The problem: Where a line holds the word "handle", count it, then give only the total for the entries below.

§

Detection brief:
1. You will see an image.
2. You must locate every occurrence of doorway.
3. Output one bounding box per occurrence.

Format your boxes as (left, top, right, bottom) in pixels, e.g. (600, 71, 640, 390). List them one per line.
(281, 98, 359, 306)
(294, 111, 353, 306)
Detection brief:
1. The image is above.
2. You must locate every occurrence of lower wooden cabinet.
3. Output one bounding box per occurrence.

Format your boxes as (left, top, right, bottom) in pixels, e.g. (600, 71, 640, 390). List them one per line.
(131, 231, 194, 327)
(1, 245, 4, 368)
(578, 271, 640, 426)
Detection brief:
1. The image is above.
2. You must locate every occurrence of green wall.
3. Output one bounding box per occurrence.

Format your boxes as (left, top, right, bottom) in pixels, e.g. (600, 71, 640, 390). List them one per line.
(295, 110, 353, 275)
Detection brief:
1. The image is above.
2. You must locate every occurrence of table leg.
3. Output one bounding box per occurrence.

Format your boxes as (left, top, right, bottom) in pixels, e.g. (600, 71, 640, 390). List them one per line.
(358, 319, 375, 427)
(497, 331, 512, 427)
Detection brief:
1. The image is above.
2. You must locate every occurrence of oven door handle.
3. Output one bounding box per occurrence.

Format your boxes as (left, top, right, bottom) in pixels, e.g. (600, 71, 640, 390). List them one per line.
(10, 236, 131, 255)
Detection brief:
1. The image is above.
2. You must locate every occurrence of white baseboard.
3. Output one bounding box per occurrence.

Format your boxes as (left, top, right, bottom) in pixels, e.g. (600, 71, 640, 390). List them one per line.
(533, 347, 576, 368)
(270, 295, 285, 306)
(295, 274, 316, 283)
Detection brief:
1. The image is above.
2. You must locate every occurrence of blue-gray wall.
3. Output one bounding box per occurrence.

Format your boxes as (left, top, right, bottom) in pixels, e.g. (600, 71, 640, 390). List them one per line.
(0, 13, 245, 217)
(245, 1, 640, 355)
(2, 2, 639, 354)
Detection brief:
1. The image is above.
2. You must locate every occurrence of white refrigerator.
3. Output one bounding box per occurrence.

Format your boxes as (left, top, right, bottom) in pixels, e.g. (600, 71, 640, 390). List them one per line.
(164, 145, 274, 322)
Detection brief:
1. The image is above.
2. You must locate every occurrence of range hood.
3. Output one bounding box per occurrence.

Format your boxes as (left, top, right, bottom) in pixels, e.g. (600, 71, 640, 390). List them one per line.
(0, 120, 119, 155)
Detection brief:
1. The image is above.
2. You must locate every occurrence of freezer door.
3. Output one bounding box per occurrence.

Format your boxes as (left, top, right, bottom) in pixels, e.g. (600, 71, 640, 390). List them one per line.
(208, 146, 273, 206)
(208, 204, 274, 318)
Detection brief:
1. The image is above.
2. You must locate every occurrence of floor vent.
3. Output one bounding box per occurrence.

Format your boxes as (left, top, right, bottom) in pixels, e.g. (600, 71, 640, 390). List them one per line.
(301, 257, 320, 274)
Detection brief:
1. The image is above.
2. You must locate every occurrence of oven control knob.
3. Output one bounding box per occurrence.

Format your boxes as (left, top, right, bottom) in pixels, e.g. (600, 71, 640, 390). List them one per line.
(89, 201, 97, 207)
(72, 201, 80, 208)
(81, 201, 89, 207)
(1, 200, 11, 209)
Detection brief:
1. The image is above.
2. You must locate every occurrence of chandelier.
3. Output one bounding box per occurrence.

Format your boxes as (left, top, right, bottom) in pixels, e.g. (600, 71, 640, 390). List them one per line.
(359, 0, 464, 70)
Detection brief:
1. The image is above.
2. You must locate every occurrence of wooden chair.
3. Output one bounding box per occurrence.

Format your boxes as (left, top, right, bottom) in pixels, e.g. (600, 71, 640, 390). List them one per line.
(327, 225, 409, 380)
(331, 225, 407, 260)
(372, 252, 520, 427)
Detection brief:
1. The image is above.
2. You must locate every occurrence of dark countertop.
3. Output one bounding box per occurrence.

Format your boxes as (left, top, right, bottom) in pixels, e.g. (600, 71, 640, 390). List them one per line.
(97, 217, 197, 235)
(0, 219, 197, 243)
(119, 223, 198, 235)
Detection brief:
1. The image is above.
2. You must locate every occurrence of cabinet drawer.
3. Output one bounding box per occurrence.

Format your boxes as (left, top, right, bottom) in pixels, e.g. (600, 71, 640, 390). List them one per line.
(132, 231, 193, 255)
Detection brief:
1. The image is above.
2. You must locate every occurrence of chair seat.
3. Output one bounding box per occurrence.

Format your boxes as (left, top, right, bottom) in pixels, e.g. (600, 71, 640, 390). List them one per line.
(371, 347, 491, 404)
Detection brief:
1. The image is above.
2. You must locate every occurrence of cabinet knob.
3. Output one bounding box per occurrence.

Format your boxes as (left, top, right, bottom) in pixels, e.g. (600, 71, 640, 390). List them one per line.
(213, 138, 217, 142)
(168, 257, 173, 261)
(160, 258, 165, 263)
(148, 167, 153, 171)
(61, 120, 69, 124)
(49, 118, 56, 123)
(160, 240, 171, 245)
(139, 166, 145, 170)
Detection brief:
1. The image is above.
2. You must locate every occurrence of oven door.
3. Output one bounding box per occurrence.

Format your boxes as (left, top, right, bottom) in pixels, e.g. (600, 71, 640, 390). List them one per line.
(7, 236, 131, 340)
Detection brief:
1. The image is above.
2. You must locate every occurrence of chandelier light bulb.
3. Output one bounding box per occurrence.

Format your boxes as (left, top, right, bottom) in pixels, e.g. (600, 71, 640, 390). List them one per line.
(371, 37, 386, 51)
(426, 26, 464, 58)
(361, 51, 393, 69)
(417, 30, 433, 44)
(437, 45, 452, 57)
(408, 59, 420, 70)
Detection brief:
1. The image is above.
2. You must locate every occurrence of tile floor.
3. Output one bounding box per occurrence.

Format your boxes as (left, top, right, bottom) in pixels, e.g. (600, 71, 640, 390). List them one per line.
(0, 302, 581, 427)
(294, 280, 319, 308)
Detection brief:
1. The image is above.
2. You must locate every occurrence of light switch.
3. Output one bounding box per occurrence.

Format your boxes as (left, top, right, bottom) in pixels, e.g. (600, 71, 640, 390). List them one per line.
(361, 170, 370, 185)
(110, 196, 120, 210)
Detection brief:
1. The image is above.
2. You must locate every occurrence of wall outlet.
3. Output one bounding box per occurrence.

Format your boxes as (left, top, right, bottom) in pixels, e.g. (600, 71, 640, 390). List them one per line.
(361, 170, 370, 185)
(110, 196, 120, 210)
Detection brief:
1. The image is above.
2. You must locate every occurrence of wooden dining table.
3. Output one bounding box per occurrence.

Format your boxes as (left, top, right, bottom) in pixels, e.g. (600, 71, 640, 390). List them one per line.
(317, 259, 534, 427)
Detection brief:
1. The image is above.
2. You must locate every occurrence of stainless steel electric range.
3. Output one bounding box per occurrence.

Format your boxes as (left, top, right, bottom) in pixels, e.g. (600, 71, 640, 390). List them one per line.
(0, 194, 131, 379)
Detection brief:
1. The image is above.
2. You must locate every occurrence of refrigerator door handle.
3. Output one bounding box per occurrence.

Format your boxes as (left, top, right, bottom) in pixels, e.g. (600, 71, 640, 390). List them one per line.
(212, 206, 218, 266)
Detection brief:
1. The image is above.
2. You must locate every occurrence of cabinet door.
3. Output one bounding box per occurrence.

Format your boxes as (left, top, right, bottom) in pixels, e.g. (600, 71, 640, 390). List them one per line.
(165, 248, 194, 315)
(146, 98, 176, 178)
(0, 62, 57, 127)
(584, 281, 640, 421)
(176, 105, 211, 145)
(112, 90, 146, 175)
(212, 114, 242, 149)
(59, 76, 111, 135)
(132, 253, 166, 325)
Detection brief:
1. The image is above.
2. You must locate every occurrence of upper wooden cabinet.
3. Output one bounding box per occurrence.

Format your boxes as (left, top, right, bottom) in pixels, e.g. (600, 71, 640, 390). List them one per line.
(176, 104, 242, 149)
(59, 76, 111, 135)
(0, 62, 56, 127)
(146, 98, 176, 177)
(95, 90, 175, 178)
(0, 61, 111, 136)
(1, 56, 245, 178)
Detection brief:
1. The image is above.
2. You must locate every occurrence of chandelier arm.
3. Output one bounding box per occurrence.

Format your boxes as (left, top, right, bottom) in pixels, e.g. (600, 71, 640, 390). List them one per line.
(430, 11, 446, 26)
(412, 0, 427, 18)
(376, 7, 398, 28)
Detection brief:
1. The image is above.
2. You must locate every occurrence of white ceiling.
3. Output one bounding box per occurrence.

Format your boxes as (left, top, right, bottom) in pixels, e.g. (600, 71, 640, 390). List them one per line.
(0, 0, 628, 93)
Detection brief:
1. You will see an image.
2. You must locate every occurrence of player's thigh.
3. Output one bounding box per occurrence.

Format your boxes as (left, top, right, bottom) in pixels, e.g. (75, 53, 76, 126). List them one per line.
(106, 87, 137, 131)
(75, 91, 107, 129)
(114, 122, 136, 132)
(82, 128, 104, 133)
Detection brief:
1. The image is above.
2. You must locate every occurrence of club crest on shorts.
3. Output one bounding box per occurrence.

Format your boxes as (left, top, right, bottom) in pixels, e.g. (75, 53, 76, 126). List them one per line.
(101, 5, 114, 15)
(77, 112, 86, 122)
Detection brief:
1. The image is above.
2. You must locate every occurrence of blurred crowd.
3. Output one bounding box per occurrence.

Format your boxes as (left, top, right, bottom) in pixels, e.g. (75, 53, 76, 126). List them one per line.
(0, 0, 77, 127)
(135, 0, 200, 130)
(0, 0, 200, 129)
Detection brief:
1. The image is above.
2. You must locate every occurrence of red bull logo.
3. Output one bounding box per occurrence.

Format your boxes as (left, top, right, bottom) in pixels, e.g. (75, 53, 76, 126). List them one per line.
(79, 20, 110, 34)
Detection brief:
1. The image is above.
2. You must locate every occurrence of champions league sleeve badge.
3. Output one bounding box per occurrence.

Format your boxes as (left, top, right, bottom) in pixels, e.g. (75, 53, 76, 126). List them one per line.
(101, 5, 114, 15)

§

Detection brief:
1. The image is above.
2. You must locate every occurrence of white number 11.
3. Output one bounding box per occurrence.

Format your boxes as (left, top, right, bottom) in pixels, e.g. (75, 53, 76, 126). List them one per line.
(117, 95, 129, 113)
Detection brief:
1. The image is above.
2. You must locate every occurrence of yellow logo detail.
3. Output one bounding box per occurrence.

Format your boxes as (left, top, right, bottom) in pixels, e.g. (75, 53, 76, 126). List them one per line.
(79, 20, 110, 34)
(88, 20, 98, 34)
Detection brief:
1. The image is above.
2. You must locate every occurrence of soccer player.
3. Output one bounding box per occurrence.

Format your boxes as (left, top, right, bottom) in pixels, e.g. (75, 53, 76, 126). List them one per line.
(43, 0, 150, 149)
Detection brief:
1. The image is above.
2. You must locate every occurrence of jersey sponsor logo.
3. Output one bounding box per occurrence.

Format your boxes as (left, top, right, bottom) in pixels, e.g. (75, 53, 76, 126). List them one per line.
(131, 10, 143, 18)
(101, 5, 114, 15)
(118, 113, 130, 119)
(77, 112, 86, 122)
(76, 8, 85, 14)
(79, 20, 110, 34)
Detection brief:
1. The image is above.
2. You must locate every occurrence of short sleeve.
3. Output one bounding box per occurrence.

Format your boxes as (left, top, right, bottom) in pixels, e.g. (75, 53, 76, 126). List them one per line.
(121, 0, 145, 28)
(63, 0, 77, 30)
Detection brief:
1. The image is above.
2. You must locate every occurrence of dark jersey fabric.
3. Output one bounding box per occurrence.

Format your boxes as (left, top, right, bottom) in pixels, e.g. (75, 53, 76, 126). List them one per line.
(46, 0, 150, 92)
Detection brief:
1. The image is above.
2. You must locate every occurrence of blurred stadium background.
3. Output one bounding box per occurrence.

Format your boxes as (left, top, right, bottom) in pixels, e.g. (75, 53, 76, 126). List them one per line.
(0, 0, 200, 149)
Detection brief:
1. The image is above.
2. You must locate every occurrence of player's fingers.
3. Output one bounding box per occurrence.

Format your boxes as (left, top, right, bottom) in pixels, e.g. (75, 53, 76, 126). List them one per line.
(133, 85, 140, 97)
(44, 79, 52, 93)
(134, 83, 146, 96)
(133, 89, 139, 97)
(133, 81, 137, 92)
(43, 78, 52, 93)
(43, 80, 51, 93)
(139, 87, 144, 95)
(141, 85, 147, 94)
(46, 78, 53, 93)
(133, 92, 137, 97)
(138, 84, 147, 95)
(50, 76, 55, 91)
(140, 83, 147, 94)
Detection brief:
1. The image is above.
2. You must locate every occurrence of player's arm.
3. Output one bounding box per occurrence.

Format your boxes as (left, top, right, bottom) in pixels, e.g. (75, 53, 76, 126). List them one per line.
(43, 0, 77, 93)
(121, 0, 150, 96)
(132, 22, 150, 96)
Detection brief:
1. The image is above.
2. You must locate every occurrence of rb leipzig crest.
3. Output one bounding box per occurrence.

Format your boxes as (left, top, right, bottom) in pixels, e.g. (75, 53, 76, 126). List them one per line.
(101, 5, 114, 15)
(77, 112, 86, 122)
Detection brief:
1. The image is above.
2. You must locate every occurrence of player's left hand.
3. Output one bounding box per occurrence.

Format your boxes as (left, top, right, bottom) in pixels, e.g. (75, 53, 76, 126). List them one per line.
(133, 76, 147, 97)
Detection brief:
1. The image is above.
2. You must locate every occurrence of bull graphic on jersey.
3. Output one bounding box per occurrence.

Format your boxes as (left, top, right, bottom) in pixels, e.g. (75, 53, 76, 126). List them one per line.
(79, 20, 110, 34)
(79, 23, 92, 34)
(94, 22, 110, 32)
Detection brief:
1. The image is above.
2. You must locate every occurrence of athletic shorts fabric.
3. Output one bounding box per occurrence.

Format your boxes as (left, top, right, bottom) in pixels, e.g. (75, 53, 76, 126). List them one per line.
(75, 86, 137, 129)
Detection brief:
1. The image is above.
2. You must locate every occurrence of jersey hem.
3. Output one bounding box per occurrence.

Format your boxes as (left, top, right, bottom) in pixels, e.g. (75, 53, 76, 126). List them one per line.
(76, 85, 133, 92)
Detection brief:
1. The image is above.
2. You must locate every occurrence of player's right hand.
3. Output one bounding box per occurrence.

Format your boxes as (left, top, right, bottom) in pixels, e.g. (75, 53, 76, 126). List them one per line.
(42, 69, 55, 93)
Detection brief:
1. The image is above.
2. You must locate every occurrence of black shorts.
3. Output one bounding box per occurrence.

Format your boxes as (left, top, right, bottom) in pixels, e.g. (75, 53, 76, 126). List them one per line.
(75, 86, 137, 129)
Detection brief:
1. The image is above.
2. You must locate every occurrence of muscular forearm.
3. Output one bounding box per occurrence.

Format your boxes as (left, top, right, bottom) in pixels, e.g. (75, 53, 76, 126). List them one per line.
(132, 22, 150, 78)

§

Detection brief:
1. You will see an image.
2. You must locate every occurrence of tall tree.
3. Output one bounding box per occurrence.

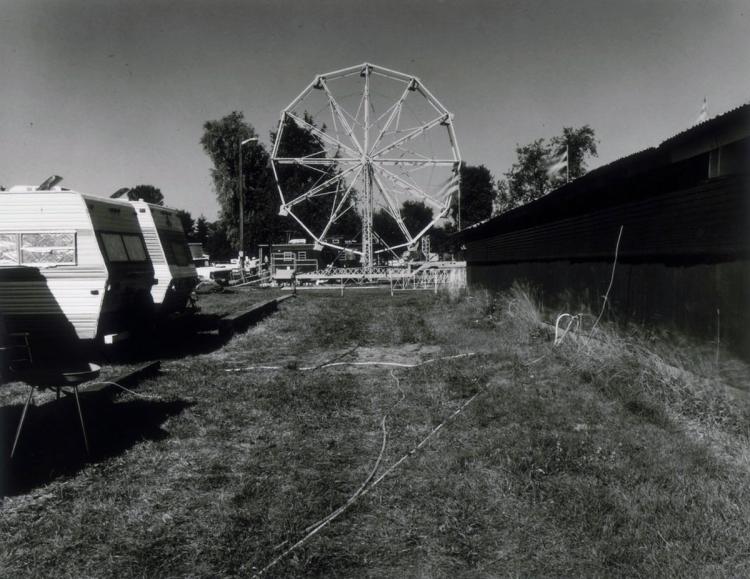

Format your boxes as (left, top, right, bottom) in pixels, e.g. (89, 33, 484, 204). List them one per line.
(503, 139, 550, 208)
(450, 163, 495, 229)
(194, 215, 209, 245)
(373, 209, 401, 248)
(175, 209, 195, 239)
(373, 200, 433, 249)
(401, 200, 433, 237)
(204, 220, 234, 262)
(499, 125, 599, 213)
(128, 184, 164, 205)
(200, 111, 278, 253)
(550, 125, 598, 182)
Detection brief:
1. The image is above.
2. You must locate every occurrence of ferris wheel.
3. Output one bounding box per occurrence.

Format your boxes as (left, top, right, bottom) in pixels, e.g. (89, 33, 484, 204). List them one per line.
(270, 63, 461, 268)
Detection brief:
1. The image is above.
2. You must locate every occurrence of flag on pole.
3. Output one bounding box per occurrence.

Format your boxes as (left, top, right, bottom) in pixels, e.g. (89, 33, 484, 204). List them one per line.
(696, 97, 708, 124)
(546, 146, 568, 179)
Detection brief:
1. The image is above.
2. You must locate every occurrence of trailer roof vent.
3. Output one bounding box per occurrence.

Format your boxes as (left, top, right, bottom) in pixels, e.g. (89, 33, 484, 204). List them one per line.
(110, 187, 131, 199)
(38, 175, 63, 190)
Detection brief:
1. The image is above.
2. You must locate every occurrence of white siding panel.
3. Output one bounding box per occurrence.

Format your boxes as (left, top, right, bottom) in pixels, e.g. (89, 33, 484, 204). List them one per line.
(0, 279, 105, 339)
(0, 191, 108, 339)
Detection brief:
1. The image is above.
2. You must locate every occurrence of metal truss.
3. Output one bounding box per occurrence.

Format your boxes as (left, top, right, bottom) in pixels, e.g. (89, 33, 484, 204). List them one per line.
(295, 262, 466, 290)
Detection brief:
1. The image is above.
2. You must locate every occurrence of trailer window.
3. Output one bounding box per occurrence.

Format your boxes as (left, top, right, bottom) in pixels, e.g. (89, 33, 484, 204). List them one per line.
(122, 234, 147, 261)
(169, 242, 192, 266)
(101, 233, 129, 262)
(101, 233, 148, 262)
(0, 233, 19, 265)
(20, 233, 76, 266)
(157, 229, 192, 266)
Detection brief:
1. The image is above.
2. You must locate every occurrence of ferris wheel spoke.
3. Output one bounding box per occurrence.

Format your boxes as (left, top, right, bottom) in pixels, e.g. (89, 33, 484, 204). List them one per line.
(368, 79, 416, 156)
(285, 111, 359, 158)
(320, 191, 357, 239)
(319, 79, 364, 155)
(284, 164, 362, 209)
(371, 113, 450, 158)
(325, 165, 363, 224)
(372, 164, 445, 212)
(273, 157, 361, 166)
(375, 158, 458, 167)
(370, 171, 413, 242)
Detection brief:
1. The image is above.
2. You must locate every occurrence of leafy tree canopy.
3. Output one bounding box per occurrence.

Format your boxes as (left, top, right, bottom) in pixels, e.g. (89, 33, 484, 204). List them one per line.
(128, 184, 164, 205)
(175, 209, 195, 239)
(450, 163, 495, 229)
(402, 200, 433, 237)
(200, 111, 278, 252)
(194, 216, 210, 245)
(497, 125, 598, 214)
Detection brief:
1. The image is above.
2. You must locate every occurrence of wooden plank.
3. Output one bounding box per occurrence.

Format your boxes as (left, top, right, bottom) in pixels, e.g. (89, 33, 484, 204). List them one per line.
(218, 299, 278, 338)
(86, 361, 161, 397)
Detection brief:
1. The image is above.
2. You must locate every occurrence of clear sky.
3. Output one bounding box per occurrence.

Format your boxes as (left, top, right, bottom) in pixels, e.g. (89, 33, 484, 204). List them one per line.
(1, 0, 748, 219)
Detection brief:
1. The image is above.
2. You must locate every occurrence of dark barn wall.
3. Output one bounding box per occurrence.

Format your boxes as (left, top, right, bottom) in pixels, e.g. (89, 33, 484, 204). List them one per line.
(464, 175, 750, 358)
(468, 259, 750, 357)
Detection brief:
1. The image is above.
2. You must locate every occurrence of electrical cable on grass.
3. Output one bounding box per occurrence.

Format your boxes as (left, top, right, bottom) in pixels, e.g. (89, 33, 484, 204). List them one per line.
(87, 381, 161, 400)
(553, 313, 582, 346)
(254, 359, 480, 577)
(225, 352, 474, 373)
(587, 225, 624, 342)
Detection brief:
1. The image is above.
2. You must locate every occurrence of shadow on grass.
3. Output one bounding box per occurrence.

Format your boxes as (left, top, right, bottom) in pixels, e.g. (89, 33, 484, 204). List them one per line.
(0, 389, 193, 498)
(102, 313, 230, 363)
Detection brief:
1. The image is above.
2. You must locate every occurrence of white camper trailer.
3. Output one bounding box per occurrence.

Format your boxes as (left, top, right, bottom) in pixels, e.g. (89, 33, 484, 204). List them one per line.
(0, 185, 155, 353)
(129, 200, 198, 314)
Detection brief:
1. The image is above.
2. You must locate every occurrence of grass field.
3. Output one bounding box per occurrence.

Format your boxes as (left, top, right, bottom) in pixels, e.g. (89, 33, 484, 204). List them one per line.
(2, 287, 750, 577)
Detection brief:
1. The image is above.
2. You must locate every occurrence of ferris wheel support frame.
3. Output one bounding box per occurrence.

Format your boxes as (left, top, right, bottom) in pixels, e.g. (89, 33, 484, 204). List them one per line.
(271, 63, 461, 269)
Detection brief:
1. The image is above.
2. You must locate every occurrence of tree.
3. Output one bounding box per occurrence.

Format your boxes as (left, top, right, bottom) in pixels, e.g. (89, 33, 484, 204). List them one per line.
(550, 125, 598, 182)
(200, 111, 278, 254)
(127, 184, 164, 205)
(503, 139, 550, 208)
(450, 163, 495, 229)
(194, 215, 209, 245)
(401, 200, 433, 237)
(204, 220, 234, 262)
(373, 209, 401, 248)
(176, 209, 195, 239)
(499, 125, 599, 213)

§

Solution to this problem: 2